++++ 节选 ++++

终于把神经网络算法搞懂了！-51CTO.COM

大家好，我是小寒

今天给大家分享一个强大的算法模型，神经网络

神经网络（Neural Network）是一类旨在模仿人类大脑结构和功能的计算模型。

它由一系列相互连接的节点（称为“神经元”）组成，这些节点按照一定的层级结构组织，通常包括输入层、隐藏层和输出层。

图片

基本结构

输入层（Input Layer）
输入层接收来自外部的数据，每个节点对应一个输入特征。
隐藏层（Hidden Layers）
隐藏层位于输入层和输出层之间。神经网络的复杂性通常来源于隐藏层的数量和每一层中神经元的数量。
每个隐藏层中的节点通过加权连接接收来自上一层的输入信号，并通过激活函数进行非线性变换。
输出层（Output Layer）
输出层的节点输出最终的结果，这些结果可以是分类标签、回归值等。

图片

神经元的工作原理

为了更好地理解神经网络的工作原理，我们首先放大单个节点（神经元）。

每个神经元接收来自前一层的输入，执行以下步骤。

案例分享

下面是一个使用 numpy 来从头构建一个神经网络的示例代码。

import numpy as np
import matplotlib.pyplot as plt

# sigmoidfunction
def sigmoid(x):
    return 1 / (1 + np.exp(-x))

++++ 所给数据 ++++

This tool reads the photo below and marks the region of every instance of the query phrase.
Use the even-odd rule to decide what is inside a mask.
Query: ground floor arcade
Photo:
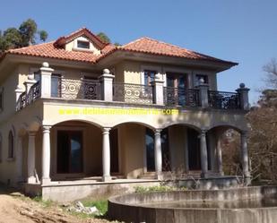
[[[113,127],[68,120],[18,133],[18,179],[47,185],[88,179],[162,179],[168,172],[203,178],[223,176],[221,137],[229,126],[199,129],[184,123],[153,128],[146,123]],[[247,132],[240,133],[243,175],[249,176]]]

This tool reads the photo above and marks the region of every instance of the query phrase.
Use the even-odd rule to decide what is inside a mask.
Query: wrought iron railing
[[[52,98],[100,100],[100,82],[96,80],[56,78],[52,80]]]
[[[152,104],[152,86],[114,82],[113,100],[136,104]]]
[[[199,90],[184,88],[163,88],[163,99],[166,106],[199,107]]]
[[[22,109],[26,106],[26,92],[22,93],[16,102],[16,111]]]
[[[26,104],[27,105],[31,104],[39,97],[40,97],[40,81],[37,81],[30,88],[29,93],[26,97]]]
[[[239,94],[217,90],[208,91],[209,107],[216,109],[239,109]]]

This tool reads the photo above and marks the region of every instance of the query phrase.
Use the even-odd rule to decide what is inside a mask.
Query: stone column
[[[28,75],[28,80],[24,82],[25,89],[26,89],[26,95],[29,93],[30,87],[36,82],[37,81],[34,79],[33,75]]]
[[[164,81],[160,80],[160,75],[155,75],[155,80],[151,82],[153,86],[153,102],[157,105],[164,105],[163,101],[163,82]]]
[[[155,170],[158,179],[161,179],[162,174],[162,154],[161,154],[161,129],[155,130]]]
[[[113,100],[113,79],[115,75],[109,73],[108,69],[103,70],[103,74],[100,76],[101,82],[101,99],[105,101]]]
[[[42,63],[40,71],[40,94],[41,98],[51,98],[51,75],[54,70],[47,62]]]
[[[20,97],[21,94],[23,93],[24,91],[25,91],[25,90],[24,90],[20,85],[17,85],[16,90],[14,90],[16,101],[18,101],[19,97]]]
[[[209,107],[208,90],[209,85],[204,83],[203,79],[199,80],[200,84],[197,86],[199,89],[199,100],[202,108]]]
[[[17,139],[17,148],[16,148],[16,172],[17,172],[17,181],[22,182],[22,153],[23,153],[23,147],[22,147],[22,137],[18,136]]]
[[[28,184],[35,184],[35,132],[29,132],[29,141],[28,141]]]
[[[248,150],[247,150],[247,132],[240,133],[240,143],[241,143],[241,165],[243,176],[246,179],[246,184],[250,184],[250,173],[248,164]]]
[[[216,137],[216,154],[217,154],[217,167],[220,176],[224,176],[222,166],[222,150],[221,150],[221,137],[217,133]]]
[[[246,85],[244,83],[240,83],[239,89],[237,89],[236,90],[239,94],[240,108],[243,110],[249,110],[250,104],[249,104],[249,99],[248,99],[248,91],[250,90],[246,88]]]
[[[41,184],[48,184],[50,178],[50,128],[51,126],[42,126],[42,177]]]
[[[208,152],[206,142],[206,131],[202,130],[200,133],[200,155],[201,155],[201,177],[206,178],[208,173]]]
[[[109,146],[109,130],[110,128],[103,128],[103,145],[102,145],[102,162],[103,162],[103,176],[104,182],[110,181],[110,146]]]

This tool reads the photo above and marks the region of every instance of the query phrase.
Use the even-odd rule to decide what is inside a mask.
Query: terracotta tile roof
[[[141,52],[141,53],[147,53],[160,56],[184,57],[195,60],[209,60],[209,61],[230,63],[237,64],[236,63],[233,62],[221,60],[210,56],[200,54],[192,50],[182,48],[177,46],[161,42],[147,37],[138,39],[133,42],[119,47],[118,48],[120,48],[121,50]]]
[[[80,30],[74,32],[72,32],[71,34],[67,36],[58,38],[54,43],[54,45],[56,47],[61,47],[68,42],[73,41],[74,39],[81,37],[81,36],[86,36],[88,39],[90,39],[101,49],[105,46],[108,45],[108,43],[103,42],[98,36],[94,35],[90,30],[88,30],[85,27],[81,28]]]
[[[66,43],[80,36],[86,36],[88,39],[93,41],[93,43],[95,43],[100,48],[101,54],[94,55],[91,52],[68,51],[65,49],[65,45]],[[74,31],[68,36],[61,37],[56,41],[7,50],[0,56],[2,57],[0,60],[3,59],[6,54],[13,54],[87,63],[97,63],[115,51],[132,51],[157,56],[183,57],[194,60],[208,60],[226,63],[229,65],[238,64],[233,62],[223,61],[150,38],[141,38],[126,45],[115,47],[113,44],[104,43],[86,28],[82,28],[81,30],[78,30],[77,31]]]
[[[96,63],[99,57],[103,56],[109,51],[116,48],[116,47],[113,45],[107,45],[103,49],[101,49],[102,54],[97,56],[91,52],[68,51],[64,48],[55,47],[54,43],[55,42],[52,41],[48,43],[33,45],[27,47],[10,49],[6,51],[5,54],[25,55],[48,58]]]

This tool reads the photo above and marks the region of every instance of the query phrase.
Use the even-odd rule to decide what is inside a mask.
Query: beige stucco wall
[[[84,75],[100,76],[102,73],[101,70],[95,69],[74,69],[64,67],[63,63],[60,65],[50,66],[55,69],[56,73],[62,74],[65,78],[80,78]],[[61,115],[60,110],[63,109],[83,109],[83,108],[124,108],[130,110],[134,108],[151,108],[152,107],[140,107],[140,106],[127,106],[104,103],[71,103],[66,101],[46,101],[44,104],[41,99],[38,99],[32,105],[29,105],[24,109],[15,112],[15,93],[16,86],[20,84],[24,88],[23,82],[28,79],[28,74],[30,74],[39,66],[34,64],[20,64],[14,66],[14,70],[11,72],[5,80],[0,84],[4,87],[4,110],[0,113],[0,133],[2,134],[2,162],[0,163],[0,181],[4,183],[10,179],[11,183],[17,181],[16,174],[16,156],[13,160],[7,160],[8,142],[7,135],[11,128],[13,126],[15,130],[15,154],[17,150],[18,135],[22,134],[24,131],[38,131],[36,137],[36,168],[38,174],[41,173],[41,124],[54,125],[63,121],[80,120],[86,123],[93,124],[99,127],[114,127],[123,123],[137,123],[147,125],[151,128],[165,128],[174,124],[182,124],[187,125],[194,125],[195,128],[209,129],[217,125],[229,125],[238,129],[247,130],[247,122],[243,116],[243,113],[238,112],[226,112],[216,110],[182,110],[178,115]],[[113,69],[114,67],[110,67]],[[153,68],[162,74],[161,78],[165,80],[165,73],[167,72],[177,72],[181,73],[187,73],[191,81],[190,87],[194,84],[194,75],[196,73],[208,74],[210,81],[210,89],[215,90],[216,86],[216,73],[211,71],[197,71],[193,68],[185,66],[172,66],[166,64],[159,64],[153,63],[143,63],[134,61],[123,61],[115,65],[115,81],[125,81],[131,83],[142,83],[141,72],[143,69]],[[155,107],[157,109],[163,109],[162,107]],[[160,110],[161,111],[161,110]],[[51,133],[55,128],[51,130]],[[145,127],[138,124],[126,124],[119,128],[119,153],[120,153],[120,170],[121,173],[128,177],[137,177],[143,173],[143,150],[144,150],[144,131]],[[185,138],[184,129],[180,131],[172,129],[170,130],[171,143],[176,148],[172,151],[172,159],[174,159],[174,165],[179,167],[184,163],[185,155],[183,150],[183,142]],[[23,133],[23,176],[27,176],[27,145],[28,135]],[[93,127],[89,124],[85,130],[85,136],[89,139],[93,139],[93,146],[90,142],[85,142],[85,175],[95,175],[97,172],[101,171],[101,133],[98,127]],[[178,136],[178,137],[177,137]],[[175,143],[173,142],[176,142]],[[53,139],[51,138],[51,148],[54,150]],[[135,143],[134,143],[135,142]],[[132,146],[130,146],[132,145]],[[55,155],[55,150],[51,154]],[[177,154],[180,154],[177,156]],[[51,157],[52,160],[56,157]],[[54,162],[52,162],[54,163]],[[53,164],[52,164],[53,165]],[[55,174],[55,167],[51,167],[51,173]],[[54,171],[54,172],[53,172]]]
[[[143,173],[145,127],[126,124],[118,129],[122,174],[127,178],[137,178]]]
[[[186,128],[182,125],[169,127],[171,170],[184,171],[186,167],[185,150]]]

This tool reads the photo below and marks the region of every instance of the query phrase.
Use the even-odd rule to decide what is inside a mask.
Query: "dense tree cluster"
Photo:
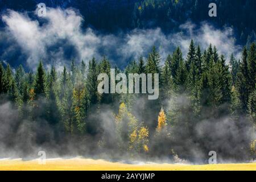
[[[10,102],[18,113],[8,137],[27,139],[18,134],[25,123],[38,146],[72,141],[74,148],[67,153],[204,161],[214,150],[223,159],[250,159],[255,44],[245,47],[241,60],[231,55],[229,64],[216,47],[203,51],[193,40],[185,59],[177,47],[163,65],[154,47],[146,60],[133,61],[123,71],[115,68],[117,73],[159,73],[157,100],[148,100],[147,94],[99,94],[97,76],[109,75],[112,68],[105,56],[88,64],[73,60],[60,72],[46,71],[42,61],[35,73],[0,64],[1,103]],[[13,148],[13,142],[5,145]],[[65,154],[63,148],[59,150]]]

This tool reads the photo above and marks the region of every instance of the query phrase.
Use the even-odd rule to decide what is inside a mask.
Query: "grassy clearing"
[[[24,161],[21,159],[19,159],[0,160],[0,170],[256,171],[256,163],[214,165],[127,164],[120,163],[112,163],[104,160],[73,158],[71,159],[47,159],[46,164],[40,165],[39,164],[38,160]]]

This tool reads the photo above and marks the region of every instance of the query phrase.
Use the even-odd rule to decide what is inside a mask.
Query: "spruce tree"
[[[9,84],[2,62],[0,62],[0,94],[6,93],[9,89]]]
[[[87,79],[87,89],[90,93],[90,103],[96,104],[98,102],[98,67],[94,57],[89,63],[89,72]]]
[[[196,48],[195,47],[193,39],[192,39],[188,48],[188,53],[185,61],[185,66],[188,72],[190,71],[191,64],[195,63],[196,56]]]
[[[139,72],[138,73],[138,74],[141,74],[143,73],[145,73],[145,65],[144,64],[144,61],[143,61],[143,58],[142,57],[142,56],[141,56],[139,58]]]
[[[247,64],[247,49],[243,48],[242,57],[242,62],[240,65],[237,77],[237,90],[239,93],[242,109],[246,111],[247,110],[247,104],[249,95],[250,78]]]

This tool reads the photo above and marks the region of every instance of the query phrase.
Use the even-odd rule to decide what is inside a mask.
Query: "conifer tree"
[[[256,84],[256,44],[251,44],[248,55],[248,73],[249,84],[249,93],[255,89]]]
[[[10,88],[11,86],[11,84],[13,80],[13,72],[11,69],[11,67],[10,66],[10,64],[7,64],[6,67],[6,70],[5,71],[5,75],[7,80],[7,84],[8,85],[8,89]]]
[[[237,82],[237,74],[239,70],[239,62],[235,59],[233,54],[230,56],[229,64],[231,67],[231,75],[232,76],[232,85]]]
[[[186,69],[188,72],[190,71],[191,64],[195,63],[196,59],[196,48],[194,45],[193,39],[191,40],[189,47],[188,48],[188,53],[187,56],[185,61]]]
[[[84,63],[84,60],[82,60],[81,63],[81,73],[82,73],[82,77],[85,79],[86,72],[86,65]]]
[[[38,98],[40,96],[45,96],[45,79],[44,69],[42,63],[40,61],[34,82],[35,98]]]
[[[56,80],[55,68],[52,67],[48,86],[48,96],[47,97],[47,121],[52,125],[57,125],[60,120],[60,113],[57,104],[56,90],[54,88],[54,86],[56,85]]]
[[[243,48],[242,57],[242,62],[240,65],[237,77],[237,90],[239,93],[239,97],[241,101],[242,109],[247,110],[247,104],[249,96],[250,78],[247,64],[247,49]]]
[[[160,131],[166,125],[166,117],[163,107],[161,108],[159,114],[158,115],[158,122],[157,130]]]
[[[138,73],[138,74],[141,74],[143,73],[145,73],[146,70],[145,70],[145,65],[144,65],[144,61],[143,61],[143,58],[142,57],[142,56],[141,56],[139,58],[139,72]]]
[[[164,62],[164,65],[162,68],[160,81],[160,94],[163,100],[168,99],[171,93],[171,89],[173,85],[172,78],[171,72],[171,56],[169,55]],[[162,94],[161,94],[162,93]]]
[[[23,86],[22,84],[24,83],[25,79],[25,71],[22,65],[20,65],[16,71],[15,75],[15,80],[17,89],[19,92],[22,92]]]

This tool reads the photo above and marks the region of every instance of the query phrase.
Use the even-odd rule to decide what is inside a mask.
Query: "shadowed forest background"
[[[255,160],[255,0],[0,0],[0,158]],[[100,94],[110,68],[159,73],[159,98]]]
[[[117,73],[159,73],[160,95],[97,92],[97,76],[110,75],[106,56],[88,65],[73,61],[61,72],[15,73],[0,64],[1,155],[83,155],[112,159],[205,162],[254,157],[256,47],[229,61],[216,47],[191,40],[185,59],[179,47],[163,66],[153,47],[148,58]],[[229,63],[226,64],[226,63]]]

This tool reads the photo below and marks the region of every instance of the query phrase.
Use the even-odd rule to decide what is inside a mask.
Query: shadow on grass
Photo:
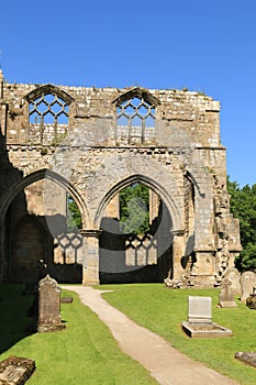
[[[0,285],[0,354],[36,331],[35,295],[25,295],[24,289],[24,285]]]

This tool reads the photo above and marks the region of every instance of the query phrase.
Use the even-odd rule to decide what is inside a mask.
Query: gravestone
[[[232,289],[232,283],[230,279],[224,278],[221,285],[221,293],[219,296],[219,307],[222,308],[235,308],[237,307],[235,302],[235,293]]]
[[[38,332],[64,329],[60,318],[60,292],[57,282],[47,275],[38,284]]]
[[[256,274],[254,272],[244,272],[241,276],[241,300],[245,302],[249,295],[253,294],[253,288],[256,287]]]
[[[242,287],[241,287],[241,274],[235,267],[230,267],[225,272],[225,275],[223,277],[224,279],[229,279],[231,282],[231,290],[234,293],[234,295],[242,295]]]
[[[253,294],[251,294],[248,298],[246,298],[246,306],[249,309],[256,310],[256,287],[253,288]]]
[[[23,385],[35,370],[35,361],[10,356],[0,362],[0,384]]]
[[[256,367],[256,352],[237,352],[235,359]]]
[[[212,298],[189,296],[188,321],[190,323],[212,322]]]
[[[230,337],[232,331],[212,322],[212,298],[188,297],[188,321],[181,323],[191,338]]]

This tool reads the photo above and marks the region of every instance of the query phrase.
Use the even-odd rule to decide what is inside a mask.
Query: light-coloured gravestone
[[[241,287],[241,273],[235,267],[230,267],[224,274],[224,279],[229,279],[231,282],[231,290],[234,293],[234,295],[242,295],[242,287]]]
[[[0,384],[23,385],[35,370],[35,361],[10,356],[0,362]]]
[[[181,323],[191,338],[230,337],[232,331],[212,322],[212,298],[188,297],[188,321]]]
[[[237,307],[235,302],[235,292],[232,289],[232,283],[227,278],[224,278],[222,280],[221,293],[219,296],[219,307],[222,307],[222,308]]]
[[[64,329],[60,318],[60,292],[57,282],[47,275],[38,284],[38,332]]]
[[[189,296],[188,321],[190,323],[212,322],[212,298]]]
[[[244,272],[241,276],[242,286],[242,302],[246,302],[246,299],[253,294],[254,287],[256,287],[256,274],[254,272]]]

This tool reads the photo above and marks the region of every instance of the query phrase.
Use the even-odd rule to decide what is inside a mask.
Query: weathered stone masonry
[[[1,282],[35,279],[42,260],[62,282],[220,285],[241,244],[219,101],[181,90],[8,84],[0,73],[0,108]],[[151,189],[158,229],[120,251],[107,235],[119,232],[118,195],[133,183]],[[80,234],[65,232],[67,193]]]

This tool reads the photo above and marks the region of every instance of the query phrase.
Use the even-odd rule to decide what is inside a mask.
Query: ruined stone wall
[[[31,103],[37,106],[36,100],[48,94],[65,101],[66,122],[57,122],[56,117],[52,123],[30,121]],[[134,97],[154,108],[152,127],[127,128],[118,122],[118,106]],[[46,110],[52,106],[47,103]],[[186,90],[4,84],[0,107],[1,162],[9,170],[1,175],[3,228],[7,206],[24,191],[27,211],[45,215],[35,196],[36,184],[48,177],[56,185],[55,198],[48,202],[52,213],[57,200],[64,205],[58,188],[68,191],[81,211],[86,237],[98,237],[105,212],[119,217],[119,191],[143,183],[157,197],[156,205],[159,199],[165,202],[171,218],[172,277],[193,285],[220,284],[241,246],[238,223],[230,215],[219,101]],[[152,207],[152,221],[157,209]],[[90,242],[92,249],[87,249],[92,258],[98,243]],[[65,258],[56,250],[56,258]],[[97,270],[92,260],[90,268]],[[4,263],[0,273],[3,276]]]

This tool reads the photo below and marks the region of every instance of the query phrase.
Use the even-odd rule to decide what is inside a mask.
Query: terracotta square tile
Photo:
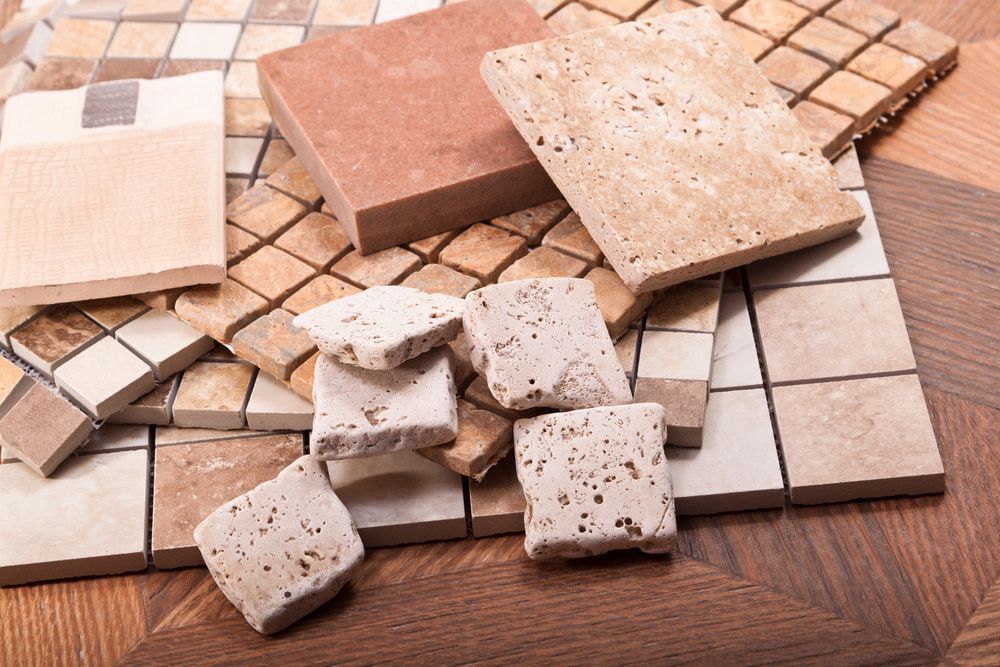
[[[843,67],[867,44],[865,35],[822,16],[810,20],[788,38],[789,46],[834,67]]]
[[[958,42],[920,21],[906,21],[887,34],[882,43],[920,58],[936,73],[958,62]]]
[[[785,0],[747,0],[729,20],[776,42],[784,40],[809,19],[809,10]]]
[[[575,54],[569,73],[560,67],[556,75],[535,77],[553,58],[564,60],[566,48]],[[608,60],[600,55],[609,48],[623,57]],[[647,84],[653,86],[649,95],[658,96],[649,106],[624,102],[627,93],[609,91],[600,84],[602,80],[643,76],[660,81],[662,70],[655,63],[662,58],[655,54],[671,61],[681,59],[688,65],[672,75],[669,86],[664,82]],[[720,65],[723,60],[725,66]],[[600,61],[599,71],[576,76],[584,61]],[[619,276],[635,292],[835,238],[861,222],[857,203],[836,190],[829,163],[810,150],[806,133],[753,61],[726,34],[712,10],[667,14],[649,23],[493,52],[484,60],[483,69],[529,146],[561,186]],[[706,89],[706,77],[719,82],[711,93]],[[697,123],[684,121],[690,123],[688,128],[675,124],[677,118],[695,116],[690,109],[680,113],[679,90],[688,91],[691,99],[702,99],[699,96],[703,94],[712,99],[710,105],[698,106]],[[750,93],[752,102],[747,101]],[[595,96],[604,102],[594,103]],[[668,105],[676,113],[668,111]],[[626,118],[632,123],[634,136],[611,130],[611,109],[615,123],[626,122]],[[572,128],[565,123],[567,113],[575,118]],[[766,138],[757,131],[761,114],[773,127]],[[533,122],[525,122],[526,115]],[[709,121],[710,117],[714,120]],[[743,120],[735,122],[735,118]],[[753,136],[763,143],[759,150],[745,152],[741,147],[750,135],[744,136],[744,132],[750,132],[751,127]],[[704,143],[712,150],[692,153],[688,133],[682,129],[691,134],[708,131],[713,141]],[[578,136],[587,140],[577,141],[574,137]],[[770,157],[762,162],[765,153]],[[787,161],[790,154],[797,156],[794,165]],[[729,170],[720,171],[719,164],[737,170],[739,179],[726,176]],[[658,183],[667,185],[647,187],[648,174],[653,172],[659,174]],[[609,173],[615,174],[614,187],[606,185]],[[670,173],[677,175],[676,180],[667,176]],[[746,182],[750,173],[755,186]],[[698,180],[692,181],[692,176]],[[741,193],[754,192],[758,198],[752,204],[740,198],[743,203],[732,213],[740,217],[745,225],[740,229],[745,231],[720,225],[718,215],[709,220],[691,213],[712,207],[717,210],[719,193],[732,188],[734,179],[739,181]],[[810,196],[804,198],[801,193],[807,191]],[[623,208],[624,200],[629,205]],[[670,225],[655,222],[668,219]]]
[[[152,310],[118,330],[118,342],[138,354],[165,380],[195,362],[215,344],[173,315]]]
[[[0,585],[146,568],[145,451],[76,456],[51,478],[0,466]]]
[[[899,25],[899,14],[872,0],[840,0],[827,10],[826,17],[872,39]]]
[[[267,299],[271,308],[280,306],[315,275],[311,266],[272,246],[264,246],[229,269],[230,278]]]
[[[259,431],[308,431],[313,406],[267,373],[258,373],[246,408],[247,426]]]
[[[328,461],[327,468],[368,548],[466,535],[462,478],[416,452]],[[386,493],[386,484],[407,493]]]
[[[174,424],[185,428],[242,428],[243,404],[253,374],[249,364],[193,364],[184,371],[174,398]]]
[[[387,248],[371,255],[357,250],[347,253],[330,272],[358,287],[396,285],[420,268],[420,258],[402,248]]]
[[[439,34],[450,38],[430,37]],[[558,197],[479,75],[489,49],[550,34],[524,0],[469,0],[265,56],[260,81],[354,246],[371,253]],[[314,87],[303,73],[315,63],[349,76]],[[419,66],[421,94],[385,78],[388,63]],[[326,112],[331,105],[338,113]]]
[[[779,46],[760,61],[760,70],[771,83],[802,96],[830,71],[830,65],[801,51]]]
[[[105,337],[59,366],[56,385],[93,419],[106,419],[153,389],[149,366]]]
[[[267,312],[268,303],[234,280],[201,285],[177,299],[177,315],[198,331],[228,342],[233,334]]]
[[[124,21],[115,30],[107,55],[109,58],[164,58],[176,32],[175,23]]]
[[[762,389],[708,397],[699,449],[667,447],[679,516],[781,507],[785,488]]]
[[[915,367],[892,279],[754,292],[773,384]]]
[[[854,136],[854,119],[812,102],[799,102],[792,114],[809,134],[809,140],[827,158],[833,157]]]
[[[944,491],[916,375],[776,387],[773,395],[793,503]]]
[[[277,476],[302,456],[302,436],[274,435],[156,450],[153,563],[200,565],[194,529],[217,507]]]

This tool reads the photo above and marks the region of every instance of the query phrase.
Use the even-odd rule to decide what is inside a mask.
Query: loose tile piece
[[[665,417],[661,406],[640,403],[544,415],[514,425],[529,557],[673,550],[677,523],[663,455]]]
[[[367,548],[466,535],[462,478],[416,452],[330,461],[327,468]]]
[[[308,456],[219,507],[194,537],[215,583],[261,634],[328,602],[365,557],[351,515]]]
[[[0,585],[144,570],[147,459],[75,456],[49,479],[0,466]]]
[[[454,362],[436,349],[372,371],[320,355],[310,449],[321,460],[444,444],[458,433]]]
[[[194,529],[220,505],[278,476],[302,456],[302,436],[200,442],[156,450],[153,564],[201,565]]]
[[[775,387],[792,502],[944,491],[944,468],[915,374]]]
[[[524,0],[468,0],[264,56],[260,83],[354,246],[372,253],[559,196],[478,72],[487,51],[550,35]],[[345,75],[315,86],[303,74],[320,70]]]
[[[507,408],[583,408],[632,400],[591,282],[491,285],[466,297],[472,365]]]
[[[607,59],[609,50],[621,57]],[[559,68],[549,64],[566,58]],[[656,63],[666,60],[683,65],[665,75]],[[588,76],[577,76],[584,63]],[[836,238],[862,220],[710,9],[496,51],[483,76],[635,292]],[[600,83],[643,77],[648,105]],[[697,101],[678,101],[688,98]]]

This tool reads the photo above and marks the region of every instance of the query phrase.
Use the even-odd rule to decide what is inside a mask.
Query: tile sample
[[[416,452],[328,461],[366,548],[465,537],[462,478]]]
[[[264,56],[260,82],[352,243],[372,253],[559,196],[478,74],[490,49],[550,35],[523,0],[468,0]],[[312,86],[302,72],[315,63],[340,75]]]
[[[277,477],[301,456],[302,436],[297,433],[157,449],[153,564],[161,570],[201,565],[195,527],[220,505]]]
[[[0,139],[0,306],[221,281],[222,122],[213,72],[10,100]],[[49,204],[35,206],[39,199]]]
[[[775,387],[793,503],[944,491],[944,468],[915,374]]]
[[[0,466],[0,586],[144,570],[147,459],[74,456],[49,479]]]
[[[600,57],[608,50],[622,57]],[[683,65],[664,72],[656,64],[663,60]],[[584,63],[588,75],[577,76]],[[710,9],[495,51],[482,69],[635,292],[836,238],[861,223],[857,202],[836,189],[830,164]],[[623,79],[643,81],[641,103],[600,83]],[[761,132],[763,122],[772,131]],[[735,190],[729,168],[741,174]],[[606,179],[616,186],[605,187]],[[699,215],[708,210],[711,219]]]

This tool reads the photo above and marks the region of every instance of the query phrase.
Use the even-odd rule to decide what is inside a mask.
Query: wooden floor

++++

任务说明:
根据节选回答下面的问题：
1. 神经网络通常包括哪三层？
2. 隐藏层的节点用什么对输入信号做非线性变换？
3. 案例分享里的示例代码用哪个库从头构建神经网络？

练习答案:
1. 输入层、隐藏层和输出层。
2. 激活函数。
3. numpy。